■ WORK INSTRUCTIONS ■
1/ From the passage on leading through change, list the things it says subordinates may be sad are not what they used to be.
2/ According to the passage on leading through change, why should a manager let subordinates express their sadness about what has changed?
3/ Write the next part of the passage on leading through change, starting after its last sentence.

— start DOCUMENT —

A: As Warren Bennis, an American leadership expert, sagely observed, “Success in management requires learning as fast as the world is changing.” As a leader you cannot see around corners or know the unknowable, but you can model resiliency and adaptation.


After 35 years of coaching leaders in management, I’ve noticed the hardest habit for managers to quickly grieve is the past. As humans most of us are more nostalgic than we admit. We have a tendency to keep looking backward even when the pace of change requires us to run, and so we fall and fail.


Cultivating a mantra of “that was then, this is now,” allows us to keep our eyes looking forward as we stay on our feet. We cannot model adaptation to what is coming when we keep staring back behind us.


Realize that your team is also composed of nostalgic people. Allow your subordinates to express their sadness that their jobs, industry and workplace are not what they used to be.

People more easily move into the present if they can acknowledge what they feel they’ve lost.

— end DOCUMENT —
— start ITEMS —

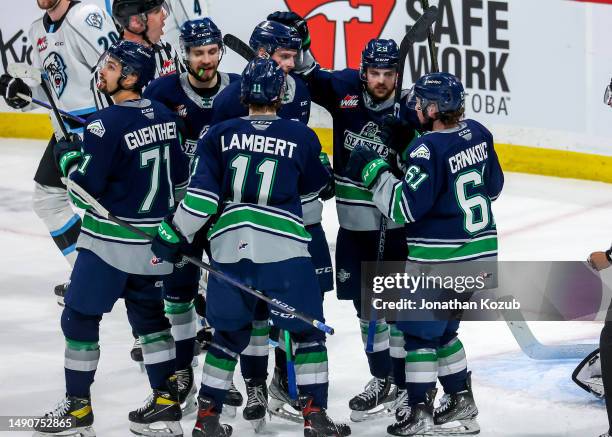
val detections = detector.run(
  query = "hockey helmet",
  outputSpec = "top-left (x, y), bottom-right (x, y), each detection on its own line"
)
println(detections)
top-left (99, 40), bottom-right (155, 89)
top-left (249, 21), bottom-right (302, 55)
top-left (240, 58), bottom-right (285, 105)
top-left (359, 38), bottom-right (399, 81)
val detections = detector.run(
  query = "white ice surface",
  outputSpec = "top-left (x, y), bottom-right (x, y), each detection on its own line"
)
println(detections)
top-left (0, 140), bottom-right (612, 437)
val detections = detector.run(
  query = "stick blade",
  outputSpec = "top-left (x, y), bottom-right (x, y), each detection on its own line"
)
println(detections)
top-left (6, 62), bottom-right (42, 84)
top-left (223, 33), bottom-right (255, 62)
top-left (400, 6), bottom-right (438, 52)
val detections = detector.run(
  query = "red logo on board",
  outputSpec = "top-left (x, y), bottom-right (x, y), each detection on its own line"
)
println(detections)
top-left (285, 0), bottom-right (395, 70)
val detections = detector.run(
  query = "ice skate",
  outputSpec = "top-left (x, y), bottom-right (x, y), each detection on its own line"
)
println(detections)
top-left (33, 396), bottom-right (96, 437)
top-left (129, 376), bottom-right (183, 437)
top-left (176, 367), bottom-right (198, 417)
top-left (268, 369), bottom-right (304, 423)
top-left (349, 377), bottom-right (397, 422)
top-left (191, 397), bottom-right (232, 437)
top-left (300, 397), bottom-right (351, 437)
top-left (434, 373), bottom-right (480, 435)
top-left (223, 382), bottom-right (243, 418)
top-left (242, 379), bottom-right (268, 433)
top-left (387, 389), bottom-right (436, 436)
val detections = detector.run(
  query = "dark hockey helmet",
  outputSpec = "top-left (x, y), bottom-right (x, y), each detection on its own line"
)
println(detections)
top-left (249, 21), bottom-right (302, 55)
top-left (179, 17), bottom-right (223, 52)
top-left (104, 40), bottom-right (155, 89)
top-left (359, 38), bottom-right (399, 81)
top-left (407, 73), bottom-right (465, 114)
top-left (240, 58), bottom-right (285, 105)
top-left (113, 0), bottom-right (169, 27)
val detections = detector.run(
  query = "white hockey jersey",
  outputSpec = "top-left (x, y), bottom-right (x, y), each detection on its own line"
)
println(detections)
top-left (29, 1), bottom-right (119, 115)
top-left (90, 41), bottom-right (187, 110)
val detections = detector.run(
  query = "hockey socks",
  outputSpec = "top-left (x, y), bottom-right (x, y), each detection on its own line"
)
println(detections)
top-left (406, 348), bottom-right (438, 405)
top-left (64, 337), bottom-right (100, 398)
top-left (165, 300), bottom-right (197, 370)
top-left (140, 329), bottom-right (176, 390)
top-left (437, 337), bottom-right (467, 394)
top-left (359, 319), bottom-right (391, 378)
top-left (389, 325), bottom-right (406, 390)
top-left (240, 319), bottom-right (270, 380)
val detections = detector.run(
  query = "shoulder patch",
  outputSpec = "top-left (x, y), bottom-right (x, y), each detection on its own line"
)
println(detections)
top-left (85, 12), bottom-right (104, 30)
top-left (410, 144), bottom-right (431, 160)
top-left (87, 119), bottom-right (106, 138)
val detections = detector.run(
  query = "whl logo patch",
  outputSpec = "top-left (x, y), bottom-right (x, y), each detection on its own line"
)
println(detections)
top-left (340, 94), bottom-right (359, 109)
top-left (87, 120), bottom-right (106, 138)
top-left (159, 59), bottom-right (176, 77)
top-left (285, 0), bottom-right (396, 70)
top-left (410, 144), bottom-right (431, 160)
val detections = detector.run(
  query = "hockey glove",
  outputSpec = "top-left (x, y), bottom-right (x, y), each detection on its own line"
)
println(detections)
top-left (319, 152), bottom-right (336, 201)
top-left (151, 216), bottom-right (187, 264)
top-left (0, 74), bottom-right (32, 109)
top-left (266, 11), bottom-right (310, 51)
top-left (346, 144), bottom-right (391, 189)
top-left (53, 134), bottom-right (83, 177)
top-left (380, 114), bottom-right (416, 156)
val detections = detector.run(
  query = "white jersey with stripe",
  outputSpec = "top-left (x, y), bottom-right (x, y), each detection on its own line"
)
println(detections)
top-left (91, 41), bottom-right (186, 109)
top-left (29, 2), bottom-right (119, 115)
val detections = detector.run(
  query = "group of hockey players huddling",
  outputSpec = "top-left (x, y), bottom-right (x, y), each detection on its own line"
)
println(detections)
top-left (0, 0), bottom-right (503, 437)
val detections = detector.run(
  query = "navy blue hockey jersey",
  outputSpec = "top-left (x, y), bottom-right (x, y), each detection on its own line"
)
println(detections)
top-left (143, 72), bottom-right (240, 157)
top-left (372, 120), bottom-right (504, 262)
top-left (70, 99), bottom-right (189, 275)
top-left (307, 66), bottom-right (415, 231)
top-left (174, 116), bottom-right (330, 263)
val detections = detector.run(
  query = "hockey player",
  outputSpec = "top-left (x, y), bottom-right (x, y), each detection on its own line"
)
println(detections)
top-left (31, 41), bottom-right (188, 436)
top-left (269, 12), bottom-right (416, 421)
top-left (581, 79), bottom-right (612, 437)
top-left (91, 0), bottom-right (184, 109)
top-left (153, 59), bottom-right (350, 437)
top-left (144, 18), bottom-right (242, 414)
top-left (213, 14), bottom-right (333, 421)
top-left (347, 73), bottom-right (504, 436)
top-left (0, 0), bottom-right (119, 302)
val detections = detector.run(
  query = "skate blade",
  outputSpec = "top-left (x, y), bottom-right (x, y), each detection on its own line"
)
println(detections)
top-left (268, 398), bottom-right (304, 424)
top-left (221, 404), bottom-right (236, 419)
top-left (249, 417), bottom-right (266, 434)
top-left (130, 421), bottom-right (183, 437)
top-left (32, 426), bottom-right (96, 437)
top-left (351, 399), bottom-right (399, 422)
top-left (434, 419), bottom-right (480, 435)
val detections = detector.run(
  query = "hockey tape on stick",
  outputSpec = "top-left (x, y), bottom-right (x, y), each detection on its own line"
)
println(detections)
top-left (393, 6), bottom-right (438, 118)
top-left (223, 33), bottom-right (255, 62)
top-left (421, 0), bottom-right (440, 73)
top-left (62, 178), bottom-right (334, 335)
top-left (6, 63), bottom-right (69, 138)
top-left (17, 93), bottom-right (86, 125)
top-left (501, 298), bottom-right (599, 360)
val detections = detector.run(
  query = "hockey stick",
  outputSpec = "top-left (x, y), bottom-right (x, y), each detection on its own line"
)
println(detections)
top-left (365, 6), bottom-right (438, 353)
top-left (421, 0), bottom-right (440, 73)
top-left (7, 63), bottom-right (69, 138)
top-left (17, 93), bottom-right (87, 125)
top-left (64, 178), bottom-right (334, 335)
top-left (6, 63), bottom-right (85, 125)
top-left (501, 302), bottom-right (599, 360)
top-left (223, 33), bottom-right (256, 62)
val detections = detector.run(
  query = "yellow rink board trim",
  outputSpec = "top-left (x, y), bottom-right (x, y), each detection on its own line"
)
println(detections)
top-left (0, 112), bottom-right (612, 183)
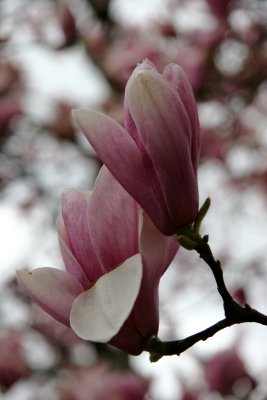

— end ITEMS —

■ ANSWERS TO THE TASKS ■
1/
- Their jobs
- Their industry
- Their workplace

2/ The passage says people move into the present more easily if they can acknowledge what they feel they've lost. Letting subordinates voice that sadness helps them stop looking back.

3/
You should also acknowledge the “change firehose” in team meetings. Historians tell us that no generation has seen as much change in a single lifetime as we’re seeing. Thus there has never been a better time to learn resiliency and adaption as critical career skills.


Anticipation can also be a powerful tool in your management skill set. In meetings encourage your team to look at the factors you are aware of and imagine multiple scenarios that might occur. Think of anticipation as life math where there is an (x) you don’t know, but the rest of the numbers in the equation you do know.


Once your team can imagine multiple scenarios make sure you develop plan A, B, C and D. Then no matter what curve balls you get, you have done advance preparation.


The change firehose may give you a situation you could not possibly imagine but more often people deny future indicators. Leaders and employees frequently see the writing on the wall but these warnings make them nervous. Since most of us are wired to ignore what makes us anxious, we don’t use early warning signals to get ready.


To blast through anxiety, have your team imagine worst-case scenarios. Many fears your team imagines will be highly unlikely. However, if you can talk about them and plan for them the anxiety level of your team will decrease. Once your team has acknowledged their worst fears, your team can engage in creating preparedness plans for the more likely situations of 2023.


If we linger in nostalgia and pity, we end up sitting on train tracks when the train has already left the station. If we refuse to get off our old track, the next train will run us over. If we stop gazing in the direction of the past train which went by, and buy a ticket for the next train, we can transport our career many miles down the track.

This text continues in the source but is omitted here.